--- Set of tasks ---
1) Quote the stretch of the article on UV nail dryers from "For those concerned" through "she told CNN.".
2) According to the article on UV nail dryers, why do experts recommend that people who regularly get gel manicures see a board-certified dermatologist?
3) Answer the following from the article on UV nail dryers:
(a) Researchers from which university conducted the study?
(b) What wavelength range do nail dryers use, according to the news release for the study?
(c) What position does Dr. Julia Curtis hold?

═════ Excerpt provided

In recent years, the gel manicure has become very popular among women but recent research suggests your regular gel mani-pedi might not be worth the risk.
Ultraviolet (UV) nail dryer radiation can damage DNA and cause mutations in human cells, which is linked to an increased risk of cancer, a study published last week found.
Researchers from the University of California, San Diego discovered that UV nail dryers, which are used to harden the gel, emit radiation that can harm genetic and cellular components, specifically by causing long-lasting mutations in human cells linked to an increased risk of cancer.
For more than a decade, researchers have suspected that regular use of ultraviolet nail dryers used for gel manicures may be associated with an increased risk of skin cancer.
Ultraviolet light is a type of electromagnetic radiation with wavelengths ranging from 10 to 400 nanometers, according to the UCAR Center for Science Education.
Ultraviolet A light (315 to 400 nanometers), found in sunlight, penetrates the skin more deeply and is commonly used in UV nail dryers.
Tanning beds use 280 to 400 nanometers, while the spectrum used in nail dryers is 340 to 395 nanometers, according to a news release for the study.
“If you look at the way these devices are presented, they are marketed as safe, with nothing to be concerned about,” said corresponding author Ludmil Alexandrov in the news release.
“But to the best of our knowledge, no one has actually studied these devices and how they affect human cells at the molecular and cellular levels until now,” Alexandrov added.
Researchers exposed human and mouse cells to UV light, finding that a 20-minute exposure killed 20% to 30% of the cells. Sixty to seventy percent of the exposed cells died after three consecutive 20-minute exposures.
The DNA and mitochondrial damage suffered by the remaining cells led to mutations with patterns that have been seen in human skin cancer.
Scientists say the results of their study, published in the scientific journal Nature, provide a comprehensive profile of the DNA damage and cell mutation that occurs after irradiation with nail polish dryers.
However, they added that further research in humans is needed before they can make definitive conclusions about cancer risks from exposure to UV nail polish dryers.
How can you reduce your risk?
When it comes to concerns about ultraviolet, or UV, light from any source, some dermatologists say the findings are nothing new. In fact, the results confirm why some people have changed the way they get gel manicures or stopped getting them altogether.
For those concerned about the results, precautions can be taken.
“Apply broad spectrum sunblock that contains zinc and titanium around the nails, and wear UV gloves with the fingertips cut off when it is time to cure your nails,” said Dr. Julia Curtis, an assistant professor of dermatology at the University of Utah.
“I would recommend alternatives to gel nails, such as the new wraps that are available online,” she told CNN.
Experts also suggest going to salons that use LED lights, which are thought to emit either no UV light or much, or in much lower amounts.
Applying serums rich in antioxidants, such as vitamin C, beforehand might also help.
Other safer options include getting regular manicured nails instead of gel nails.
For those who regularly get gel manicures, experts recommend seeing a board-certified dermatologist who can examine your skin for any skin cancer precursors and treat them before they become a serious problem.

══════════
═════ Given data

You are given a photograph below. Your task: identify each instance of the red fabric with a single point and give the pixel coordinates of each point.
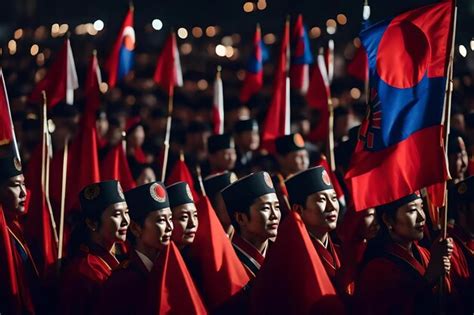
(10, 289)
(166, 74)
(317, 98)
(253, 81)
(384, 283)
(172, 288)
(6, 128)
(83, 279)
(383, 167)
(274, 124)
(55, 81)
(38, 227)
(219, 269)
(359, 65)
(115, 166)
(335, 182)
(84, 163)
(112, 64)
(181, 173)
(299, 285)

══════════

--- Exercise results ---
1)
For those concerned about the results, precautions can be taken.
“Apply broad spectrum sunblock that contains zinc and titanium around the nails, and wear UV gloves with the fingertips cut off when it is time to cure your nails,” said Dr. Julia Curtis, an assistant professor of dermatology at the University of Utah.
“I would recommend alternatives to gel nails, such as the new wraps that are available online,” she told CNN.

2) Such a dermatologist can examine the skin for any skin cancer precursors. The dermatologist can then treat them before they become a serious problem.

3)
(a) The University of California, San Diego.
(b) 340 to 395 nanometers.
(c) She is an assistant professor of dermatology at the University of Utah.